* **Exercise instructions**:
Filter the lines below, copying out every one that contains the word "bracket".

* **Data**:
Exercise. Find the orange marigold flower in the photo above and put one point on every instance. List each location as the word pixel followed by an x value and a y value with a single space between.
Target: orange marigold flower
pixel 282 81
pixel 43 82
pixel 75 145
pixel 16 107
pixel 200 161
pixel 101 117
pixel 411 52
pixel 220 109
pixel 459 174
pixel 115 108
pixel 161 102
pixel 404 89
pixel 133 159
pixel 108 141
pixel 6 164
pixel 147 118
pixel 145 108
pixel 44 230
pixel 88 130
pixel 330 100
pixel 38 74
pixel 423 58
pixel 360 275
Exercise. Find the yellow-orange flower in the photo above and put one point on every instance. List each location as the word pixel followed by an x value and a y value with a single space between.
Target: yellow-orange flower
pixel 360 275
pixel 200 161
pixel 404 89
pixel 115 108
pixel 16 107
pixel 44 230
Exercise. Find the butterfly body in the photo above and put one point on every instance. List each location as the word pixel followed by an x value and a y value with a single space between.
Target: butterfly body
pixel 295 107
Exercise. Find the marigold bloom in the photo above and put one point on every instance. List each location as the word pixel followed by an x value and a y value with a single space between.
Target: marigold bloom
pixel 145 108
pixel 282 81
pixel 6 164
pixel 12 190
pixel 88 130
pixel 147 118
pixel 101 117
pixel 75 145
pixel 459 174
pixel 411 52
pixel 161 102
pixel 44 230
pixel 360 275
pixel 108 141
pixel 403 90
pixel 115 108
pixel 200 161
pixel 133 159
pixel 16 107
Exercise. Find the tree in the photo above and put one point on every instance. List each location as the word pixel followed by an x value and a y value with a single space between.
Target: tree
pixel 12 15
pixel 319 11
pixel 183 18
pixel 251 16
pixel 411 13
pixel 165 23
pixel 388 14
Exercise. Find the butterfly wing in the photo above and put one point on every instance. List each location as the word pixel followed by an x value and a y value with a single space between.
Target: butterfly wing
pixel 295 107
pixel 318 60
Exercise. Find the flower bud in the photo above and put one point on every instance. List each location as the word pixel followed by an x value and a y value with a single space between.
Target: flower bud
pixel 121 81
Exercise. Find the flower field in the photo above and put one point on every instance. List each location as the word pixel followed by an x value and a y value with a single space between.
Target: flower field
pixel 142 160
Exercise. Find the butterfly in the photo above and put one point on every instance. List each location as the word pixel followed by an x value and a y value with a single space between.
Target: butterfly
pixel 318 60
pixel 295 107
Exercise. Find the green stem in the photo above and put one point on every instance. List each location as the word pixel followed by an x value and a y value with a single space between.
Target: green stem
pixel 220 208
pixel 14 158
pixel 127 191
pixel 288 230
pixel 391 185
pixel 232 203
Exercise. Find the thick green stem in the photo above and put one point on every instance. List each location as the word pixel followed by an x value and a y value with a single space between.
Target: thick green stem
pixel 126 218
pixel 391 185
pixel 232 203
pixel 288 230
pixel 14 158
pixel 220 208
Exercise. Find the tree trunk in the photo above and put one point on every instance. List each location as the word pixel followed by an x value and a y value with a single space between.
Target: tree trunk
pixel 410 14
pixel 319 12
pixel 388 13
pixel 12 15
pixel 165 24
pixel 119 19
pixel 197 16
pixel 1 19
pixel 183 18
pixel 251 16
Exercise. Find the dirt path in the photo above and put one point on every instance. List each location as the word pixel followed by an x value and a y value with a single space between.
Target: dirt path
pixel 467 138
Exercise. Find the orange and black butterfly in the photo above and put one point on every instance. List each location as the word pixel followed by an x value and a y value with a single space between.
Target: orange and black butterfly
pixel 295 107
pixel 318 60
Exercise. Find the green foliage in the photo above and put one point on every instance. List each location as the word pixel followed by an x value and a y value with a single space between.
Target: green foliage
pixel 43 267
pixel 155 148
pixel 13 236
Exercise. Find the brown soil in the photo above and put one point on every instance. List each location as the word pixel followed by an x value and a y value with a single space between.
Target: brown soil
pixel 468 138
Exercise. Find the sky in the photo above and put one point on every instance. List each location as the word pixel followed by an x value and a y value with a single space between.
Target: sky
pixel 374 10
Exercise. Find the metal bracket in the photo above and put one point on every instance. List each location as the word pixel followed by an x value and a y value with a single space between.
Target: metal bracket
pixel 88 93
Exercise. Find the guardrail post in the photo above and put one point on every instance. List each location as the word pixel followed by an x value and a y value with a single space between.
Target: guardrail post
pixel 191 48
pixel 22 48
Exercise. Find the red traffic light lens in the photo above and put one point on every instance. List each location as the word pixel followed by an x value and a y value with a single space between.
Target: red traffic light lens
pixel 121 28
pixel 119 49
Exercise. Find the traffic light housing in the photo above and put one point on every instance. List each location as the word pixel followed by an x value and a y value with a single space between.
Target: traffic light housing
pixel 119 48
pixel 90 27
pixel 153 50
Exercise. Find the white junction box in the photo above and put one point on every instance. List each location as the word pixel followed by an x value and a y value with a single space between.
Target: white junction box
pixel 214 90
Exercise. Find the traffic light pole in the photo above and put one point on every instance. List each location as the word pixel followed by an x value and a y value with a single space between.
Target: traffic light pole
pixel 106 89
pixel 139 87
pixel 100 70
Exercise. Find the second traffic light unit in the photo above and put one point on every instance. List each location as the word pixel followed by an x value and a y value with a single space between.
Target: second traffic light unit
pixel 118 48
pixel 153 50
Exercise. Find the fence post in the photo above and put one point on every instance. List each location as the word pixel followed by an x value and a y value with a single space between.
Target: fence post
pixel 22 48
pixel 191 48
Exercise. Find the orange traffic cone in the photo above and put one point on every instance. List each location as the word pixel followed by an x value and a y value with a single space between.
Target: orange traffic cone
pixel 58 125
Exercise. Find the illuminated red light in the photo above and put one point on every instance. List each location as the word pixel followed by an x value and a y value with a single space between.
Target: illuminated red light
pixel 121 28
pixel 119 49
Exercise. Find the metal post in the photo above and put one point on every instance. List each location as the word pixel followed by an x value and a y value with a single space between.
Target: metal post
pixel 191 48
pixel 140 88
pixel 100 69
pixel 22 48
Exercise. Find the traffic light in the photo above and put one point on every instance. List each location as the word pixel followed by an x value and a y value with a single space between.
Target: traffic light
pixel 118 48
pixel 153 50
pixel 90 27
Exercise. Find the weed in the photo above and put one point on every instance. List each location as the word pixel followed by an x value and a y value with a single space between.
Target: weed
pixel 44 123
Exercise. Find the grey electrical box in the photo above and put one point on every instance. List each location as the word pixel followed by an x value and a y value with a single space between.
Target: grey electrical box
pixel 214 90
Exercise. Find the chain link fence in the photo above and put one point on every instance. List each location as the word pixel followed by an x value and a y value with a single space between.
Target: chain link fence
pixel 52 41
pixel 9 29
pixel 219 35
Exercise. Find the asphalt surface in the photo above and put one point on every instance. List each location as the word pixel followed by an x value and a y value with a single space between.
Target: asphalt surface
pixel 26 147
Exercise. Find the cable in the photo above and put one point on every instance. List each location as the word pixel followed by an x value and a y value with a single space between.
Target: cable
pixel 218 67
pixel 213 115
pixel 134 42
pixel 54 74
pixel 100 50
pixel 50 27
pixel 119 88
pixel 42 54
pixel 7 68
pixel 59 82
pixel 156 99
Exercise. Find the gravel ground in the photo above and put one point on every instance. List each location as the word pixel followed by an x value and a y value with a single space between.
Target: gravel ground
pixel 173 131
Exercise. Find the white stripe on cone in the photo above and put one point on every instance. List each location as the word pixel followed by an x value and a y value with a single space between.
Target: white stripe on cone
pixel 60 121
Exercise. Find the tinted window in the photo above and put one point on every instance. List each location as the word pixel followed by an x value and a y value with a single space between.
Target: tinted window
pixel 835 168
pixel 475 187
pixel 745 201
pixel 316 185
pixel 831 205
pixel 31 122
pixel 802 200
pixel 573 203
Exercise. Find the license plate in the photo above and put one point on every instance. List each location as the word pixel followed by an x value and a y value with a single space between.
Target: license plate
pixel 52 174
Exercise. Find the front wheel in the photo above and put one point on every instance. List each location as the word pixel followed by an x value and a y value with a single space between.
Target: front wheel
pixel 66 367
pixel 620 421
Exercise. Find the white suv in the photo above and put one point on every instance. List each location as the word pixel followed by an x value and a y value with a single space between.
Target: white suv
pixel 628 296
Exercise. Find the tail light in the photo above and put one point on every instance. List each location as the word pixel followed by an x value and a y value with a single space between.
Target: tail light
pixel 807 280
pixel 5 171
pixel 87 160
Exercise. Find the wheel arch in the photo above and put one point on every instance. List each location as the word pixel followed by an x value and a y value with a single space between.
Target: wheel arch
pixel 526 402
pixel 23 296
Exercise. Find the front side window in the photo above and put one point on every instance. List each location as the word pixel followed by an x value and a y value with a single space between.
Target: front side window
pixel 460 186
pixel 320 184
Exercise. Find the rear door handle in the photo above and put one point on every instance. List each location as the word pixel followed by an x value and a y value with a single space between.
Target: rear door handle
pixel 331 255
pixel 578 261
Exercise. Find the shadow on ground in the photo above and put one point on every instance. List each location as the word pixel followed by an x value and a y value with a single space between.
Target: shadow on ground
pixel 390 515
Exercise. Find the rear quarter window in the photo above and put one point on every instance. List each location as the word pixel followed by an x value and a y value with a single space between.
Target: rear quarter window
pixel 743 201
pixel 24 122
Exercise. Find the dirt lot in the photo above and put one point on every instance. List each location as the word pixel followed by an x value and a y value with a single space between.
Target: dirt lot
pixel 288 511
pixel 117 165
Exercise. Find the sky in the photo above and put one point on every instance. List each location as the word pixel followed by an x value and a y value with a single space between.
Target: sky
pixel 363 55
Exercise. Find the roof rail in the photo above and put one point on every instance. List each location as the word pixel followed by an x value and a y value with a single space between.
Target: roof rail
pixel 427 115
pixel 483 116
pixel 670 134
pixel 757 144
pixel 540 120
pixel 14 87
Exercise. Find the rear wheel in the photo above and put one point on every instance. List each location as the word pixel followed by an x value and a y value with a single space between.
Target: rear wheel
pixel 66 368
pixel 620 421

...

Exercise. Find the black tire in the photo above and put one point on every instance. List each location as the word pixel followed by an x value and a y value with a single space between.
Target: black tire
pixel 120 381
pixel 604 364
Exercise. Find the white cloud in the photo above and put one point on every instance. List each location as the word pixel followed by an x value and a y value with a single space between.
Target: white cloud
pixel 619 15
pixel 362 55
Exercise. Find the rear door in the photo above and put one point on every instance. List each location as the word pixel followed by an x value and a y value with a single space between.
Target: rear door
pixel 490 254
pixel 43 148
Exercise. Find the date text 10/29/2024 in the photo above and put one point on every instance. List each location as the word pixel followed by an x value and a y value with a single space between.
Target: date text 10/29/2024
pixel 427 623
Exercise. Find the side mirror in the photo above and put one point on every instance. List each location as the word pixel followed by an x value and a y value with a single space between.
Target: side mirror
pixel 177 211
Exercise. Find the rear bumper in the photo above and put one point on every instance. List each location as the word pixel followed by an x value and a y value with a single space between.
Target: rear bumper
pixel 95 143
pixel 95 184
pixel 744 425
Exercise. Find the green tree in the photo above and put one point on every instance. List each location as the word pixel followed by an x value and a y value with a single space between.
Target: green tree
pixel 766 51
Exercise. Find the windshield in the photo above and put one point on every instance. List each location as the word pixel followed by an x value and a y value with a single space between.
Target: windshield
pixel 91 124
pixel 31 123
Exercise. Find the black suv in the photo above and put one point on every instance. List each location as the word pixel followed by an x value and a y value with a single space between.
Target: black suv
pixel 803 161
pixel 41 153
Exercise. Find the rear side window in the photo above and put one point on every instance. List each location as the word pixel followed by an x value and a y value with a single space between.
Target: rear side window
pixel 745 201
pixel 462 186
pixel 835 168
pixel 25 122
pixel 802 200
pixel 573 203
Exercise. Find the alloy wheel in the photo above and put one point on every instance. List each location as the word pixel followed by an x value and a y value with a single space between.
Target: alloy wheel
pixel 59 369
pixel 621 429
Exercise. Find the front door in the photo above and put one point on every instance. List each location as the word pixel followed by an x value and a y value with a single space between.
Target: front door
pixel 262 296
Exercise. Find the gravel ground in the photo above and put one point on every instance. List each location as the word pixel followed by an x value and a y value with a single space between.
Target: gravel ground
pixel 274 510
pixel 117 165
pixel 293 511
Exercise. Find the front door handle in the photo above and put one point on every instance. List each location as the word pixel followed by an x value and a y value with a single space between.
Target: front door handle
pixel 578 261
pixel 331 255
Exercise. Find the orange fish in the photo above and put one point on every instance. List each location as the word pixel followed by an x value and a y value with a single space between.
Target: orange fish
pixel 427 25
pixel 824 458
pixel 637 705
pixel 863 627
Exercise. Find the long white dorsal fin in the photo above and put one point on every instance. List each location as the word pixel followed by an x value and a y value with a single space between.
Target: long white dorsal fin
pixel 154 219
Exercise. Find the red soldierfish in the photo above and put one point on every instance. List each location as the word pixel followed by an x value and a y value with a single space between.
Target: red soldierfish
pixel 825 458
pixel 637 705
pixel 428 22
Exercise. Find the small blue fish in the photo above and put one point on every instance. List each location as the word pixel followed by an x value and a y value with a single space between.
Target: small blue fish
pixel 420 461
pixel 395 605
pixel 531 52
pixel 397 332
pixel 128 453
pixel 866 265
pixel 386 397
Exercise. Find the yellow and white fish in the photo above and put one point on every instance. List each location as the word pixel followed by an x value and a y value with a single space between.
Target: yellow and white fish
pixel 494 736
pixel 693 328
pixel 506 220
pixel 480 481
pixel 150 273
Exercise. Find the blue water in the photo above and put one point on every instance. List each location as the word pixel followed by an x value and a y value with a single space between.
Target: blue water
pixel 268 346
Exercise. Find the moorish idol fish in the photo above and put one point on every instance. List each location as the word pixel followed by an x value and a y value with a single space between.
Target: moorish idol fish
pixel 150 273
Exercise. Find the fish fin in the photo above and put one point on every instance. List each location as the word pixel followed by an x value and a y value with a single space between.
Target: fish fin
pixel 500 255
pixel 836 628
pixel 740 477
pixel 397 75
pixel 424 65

--

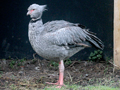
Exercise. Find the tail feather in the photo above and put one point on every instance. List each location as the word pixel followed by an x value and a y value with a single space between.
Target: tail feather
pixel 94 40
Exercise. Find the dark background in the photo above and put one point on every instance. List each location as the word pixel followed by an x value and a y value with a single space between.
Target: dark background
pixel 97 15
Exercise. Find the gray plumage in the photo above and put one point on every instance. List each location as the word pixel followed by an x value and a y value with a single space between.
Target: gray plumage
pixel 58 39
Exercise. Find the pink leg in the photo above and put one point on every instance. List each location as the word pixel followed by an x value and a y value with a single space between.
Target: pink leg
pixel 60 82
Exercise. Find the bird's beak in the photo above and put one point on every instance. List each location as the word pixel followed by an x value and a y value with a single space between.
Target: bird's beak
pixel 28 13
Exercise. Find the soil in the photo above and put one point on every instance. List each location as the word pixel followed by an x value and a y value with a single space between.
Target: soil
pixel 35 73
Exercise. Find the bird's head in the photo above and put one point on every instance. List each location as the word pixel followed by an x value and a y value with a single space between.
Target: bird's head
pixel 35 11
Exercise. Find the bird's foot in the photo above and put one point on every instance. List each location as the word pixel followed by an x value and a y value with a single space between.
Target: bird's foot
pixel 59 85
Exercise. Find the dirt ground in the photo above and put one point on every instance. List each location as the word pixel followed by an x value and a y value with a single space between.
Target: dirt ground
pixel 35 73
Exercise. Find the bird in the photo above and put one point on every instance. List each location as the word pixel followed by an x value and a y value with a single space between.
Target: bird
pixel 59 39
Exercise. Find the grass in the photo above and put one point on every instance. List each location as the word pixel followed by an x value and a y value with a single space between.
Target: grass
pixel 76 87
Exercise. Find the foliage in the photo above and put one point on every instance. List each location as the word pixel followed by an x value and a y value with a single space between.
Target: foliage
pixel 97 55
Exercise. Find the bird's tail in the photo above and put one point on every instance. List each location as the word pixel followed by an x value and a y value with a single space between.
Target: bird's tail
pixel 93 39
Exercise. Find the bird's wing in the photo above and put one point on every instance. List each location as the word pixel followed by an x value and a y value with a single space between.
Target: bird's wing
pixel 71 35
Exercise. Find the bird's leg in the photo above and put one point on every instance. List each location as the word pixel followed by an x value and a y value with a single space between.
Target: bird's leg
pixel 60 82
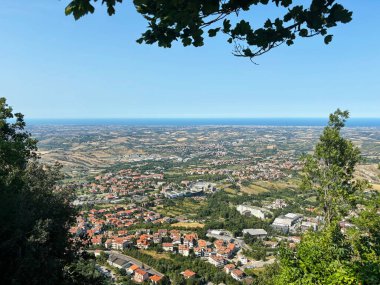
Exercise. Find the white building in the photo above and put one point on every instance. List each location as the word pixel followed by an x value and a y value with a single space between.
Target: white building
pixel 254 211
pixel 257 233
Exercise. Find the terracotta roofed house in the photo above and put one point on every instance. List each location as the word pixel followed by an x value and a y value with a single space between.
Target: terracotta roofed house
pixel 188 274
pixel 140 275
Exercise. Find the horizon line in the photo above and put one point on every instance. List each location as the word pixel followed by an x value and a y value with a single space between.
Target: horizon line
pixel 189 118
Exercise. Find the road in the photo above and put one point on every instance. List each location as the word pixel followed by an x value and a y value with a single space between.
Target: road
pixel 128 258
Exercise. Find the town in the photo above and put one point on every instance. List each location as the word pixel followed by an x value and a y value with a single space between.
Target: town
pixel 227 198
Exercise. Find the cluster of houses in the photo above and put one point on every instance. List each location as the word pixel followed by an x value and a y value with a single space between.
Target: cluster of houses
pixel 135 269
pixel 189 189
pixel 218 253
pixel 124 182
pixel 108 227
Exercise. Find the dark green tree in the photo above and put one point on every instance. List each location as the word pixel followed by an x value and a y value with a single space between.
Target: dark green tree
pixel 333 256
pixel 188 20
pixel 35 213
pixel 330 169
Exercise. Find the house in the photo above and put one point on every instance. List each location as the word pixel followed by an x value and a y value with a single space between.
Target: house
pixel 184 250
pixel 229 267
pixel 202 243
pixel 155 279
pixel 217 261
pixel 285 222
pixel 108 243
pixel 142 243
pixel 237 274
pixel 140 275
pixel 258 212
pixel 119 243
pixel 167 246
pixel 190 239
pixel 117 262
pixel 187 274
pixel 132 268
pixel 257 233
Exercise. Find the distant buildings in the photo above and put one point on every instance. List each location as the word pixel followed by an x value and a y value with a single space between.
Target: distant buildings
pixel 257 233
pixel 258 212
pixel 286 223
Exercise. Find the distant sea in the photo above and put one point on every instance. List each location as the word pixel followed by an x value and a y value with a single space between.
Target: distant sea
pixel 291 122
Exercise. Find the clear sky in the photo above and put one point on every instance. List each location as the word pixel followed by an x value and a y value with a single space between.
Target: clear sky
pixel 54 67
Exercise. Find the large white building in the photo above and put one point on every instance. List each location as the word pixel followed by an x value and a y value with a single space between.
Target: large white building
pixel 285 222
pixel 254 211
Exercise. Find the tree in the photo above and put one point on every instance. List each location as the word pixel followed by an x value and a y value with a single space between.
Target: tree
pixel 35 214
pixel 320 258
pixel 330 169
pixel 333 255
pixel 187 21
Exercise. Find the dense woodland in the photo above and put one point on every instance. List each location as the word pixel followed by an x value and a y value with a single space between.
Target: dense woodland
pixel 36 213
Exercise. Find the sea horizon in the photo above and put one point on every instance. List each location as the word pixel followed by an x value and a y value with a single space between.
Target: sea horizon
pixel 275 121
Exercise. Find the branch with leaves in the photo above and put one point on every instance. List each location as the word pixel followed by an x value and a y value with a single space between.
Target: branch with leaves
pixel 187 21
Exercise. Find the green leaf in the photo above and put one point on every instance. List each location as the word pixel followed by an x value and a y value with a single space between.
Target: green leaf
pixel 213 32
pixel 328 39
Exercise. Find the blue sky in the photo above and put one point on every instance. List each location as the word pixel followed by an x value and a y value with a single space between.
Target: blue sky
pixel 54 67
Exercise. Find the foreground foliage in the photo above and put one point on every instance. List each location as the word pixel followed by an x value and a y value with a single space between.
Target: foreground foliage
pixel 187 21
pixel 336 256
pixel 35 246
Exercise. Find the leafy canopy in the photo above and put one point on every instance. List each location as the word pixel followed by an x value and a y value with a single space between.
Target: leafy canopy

* **Written solution**:
Exercise. Find the metal bracket in the photo above and put one point on every instance. List each location as the word pixel followed by an x value and a y value with a single space between.
Target: metal bracket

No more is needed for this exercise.